## Start Data rows

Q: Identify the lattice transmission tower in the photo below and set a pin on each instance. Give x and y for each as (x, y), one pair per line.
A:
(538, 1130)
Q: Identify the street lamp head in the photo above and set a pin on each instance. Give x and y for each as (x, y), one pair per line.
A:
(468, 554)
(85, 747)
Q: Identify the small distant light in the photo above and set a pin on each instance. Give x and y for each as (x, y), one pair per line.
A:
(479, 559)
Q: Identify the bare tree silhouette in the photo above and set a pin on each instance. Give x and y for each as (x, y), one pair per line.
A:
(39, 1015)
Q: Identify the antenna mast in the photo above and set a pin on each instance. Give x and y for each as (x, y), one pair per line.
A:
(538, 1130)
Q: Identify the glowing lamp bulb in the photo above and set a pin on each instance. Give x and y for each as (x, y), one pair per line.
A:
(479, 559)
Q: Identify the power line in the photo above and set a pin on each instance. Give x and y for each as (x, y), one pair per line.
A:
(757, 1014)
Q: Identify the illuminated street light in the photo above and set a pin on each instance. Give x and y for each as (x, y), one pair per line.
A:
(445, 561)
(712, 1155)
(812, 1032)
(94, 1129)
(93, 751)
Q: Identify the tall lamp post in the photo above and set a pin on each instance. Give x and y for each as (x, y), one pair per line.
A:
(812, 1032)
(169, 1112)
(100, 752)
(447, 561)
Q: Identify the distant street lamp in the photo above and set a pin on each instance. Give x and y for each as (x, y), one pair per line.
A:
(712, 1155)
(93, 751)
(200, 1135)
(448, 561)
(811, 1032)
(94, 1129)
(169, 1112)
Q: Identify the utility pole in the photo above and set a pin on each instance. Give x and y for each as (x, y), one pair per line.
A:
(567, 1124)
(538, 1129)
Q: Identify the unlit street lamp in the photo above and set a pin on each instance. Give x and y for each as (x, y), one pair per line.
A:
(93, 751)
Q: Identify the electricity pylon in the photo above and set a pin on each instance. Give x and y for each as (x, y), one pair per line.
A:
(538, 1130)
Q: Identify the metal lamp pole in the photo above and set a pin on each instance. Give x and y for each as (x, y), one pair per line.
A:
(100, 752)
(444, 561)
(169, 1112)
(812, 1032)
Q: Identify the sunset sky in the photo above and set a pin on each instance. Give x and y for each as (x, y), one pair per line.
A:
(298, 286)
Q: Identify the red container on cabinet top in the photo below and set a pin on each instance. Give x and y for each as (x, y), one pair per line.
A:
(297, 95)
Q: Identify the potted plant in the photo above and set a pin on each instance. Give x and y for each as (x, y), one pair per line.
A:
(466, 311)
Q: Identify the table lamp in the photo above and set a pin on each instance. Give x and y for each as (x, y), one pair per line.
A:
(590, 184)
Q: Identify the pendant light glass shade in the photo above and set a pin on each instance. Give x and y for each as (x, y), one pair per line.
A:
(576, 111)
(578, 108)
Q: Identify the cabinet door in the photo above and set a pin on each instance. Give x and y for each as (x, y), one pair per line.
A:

## End Data rows

What this task involves
Each line of the listing above should be output exactly.

The result
Q: Identify the lattice transmission tower in the photo below and set a pin on each instance. Give x and y for each as (x, y), one pair per line.
A:
(538, 1130)
Q: Identify the street lamp head in the photo above and set a pin on each instance. Give x and y for each as (x, y), one pair per line.
A:
(468, 554)
(85, 747)
Q: Identify the small distant light in the photo above and set a pin on each instance. Give x and y for each as (x, y), one pair per line.
A:
(479, 559)
Q: Identify the bare tree silhouette in the photo above and set a pin on each instance. Give x and y for each as (x, y), one pair per line.
A:
(39, 1015)
Q: Identify the antenna mast in the photo above and set a pin on each instance. Give x and y for each as (x, y), one pair per line.
A:
(538, 1130)
Q: Identify the glowing lamp bulb in the photo above and set a pin on each instance. Give x and y for each as (x, y), one pair per line.
A:
(479, 559)
Q: Identify the power line in the photo above and set a pin on each instance. Give x and y for each as (x, y), one pair per line.
A:
(757, 1014)
Q: Identify the illuminated street light in the photo above and set a pin on each instance. Give x and y for each as (x, y), one pair per line.
A:
(445, 561)
(712, 1155)
(812, 1032)
(94, 1129)
(93, 751)
Q: Identify the tall lamp post in the photo above and set a pin on each instance. Give x and y for each as (x, y), one pair per line.
A:
(812, 1032)
(169, 1112)
(100, 752)
(447, 561)
Q: Identify the distant street lamp in the photo above and set a pin on each instance. Give x and y for each as (x, y), one pair per line.
A:
(712, 1155)
(93, 751)
(200, 1135)
(448, 561)
(811, 1032)
(94, 1129)
(169, 1112)
Q: Identify the utility pole in the photo above and set a pin on each instance. Give x and y for each as (x, y), one pair per line.
A:
(567, 1124)
(538, 1129)
Q: Identify the unlit street lamp in the photo above and set a pin on each instance. Give x and y for each as (x, y), one pair per line.
A:
(93, 751)
Q: Identify the electricity pylon in the photo above and set a pin on each instance. Give x and y for each as (x, y), one pair per line.
A:
(538, 1130)
Q: Identify the metal lamp pole in the photo above and set a pin on each instance. Give x and y for each as (x, y), one pair per line.
A:
(100, 752)
(444, 561)
(169, 1112)
(812, 1032)
Q: Identify the sunset sky in the photo above and set a pin on each instance. Give x and y for each as (x, y), one pair per line.
A:
(298, 286)
Q: Identify the red container on cabinet top in the photo below and set a pin on each instance. Give x and y for each as (x, y), one pair per line.
A:
(297, 95)
Q: Identify the potted plant in the photo above and set a pin on each instance. Give x and y for each as (x, y), one pair per line.
A:
(466, 311)
Q: Identify the table lamp in the photo above and set a pin on each instance. Give x and y for each as (x, y), one pair per line.
A:
(590, 184)
Q: Identify the pendant light glass shade in the photo above and set a pin on each instance. Give x and y for each as (x, y), one pair per line.
A:
(576, 111)
(578, 108)
Q: Identify the cabinet door in the photo above and set a pin on each instance. Give x and y for each as (x, y), one pair per line.
A:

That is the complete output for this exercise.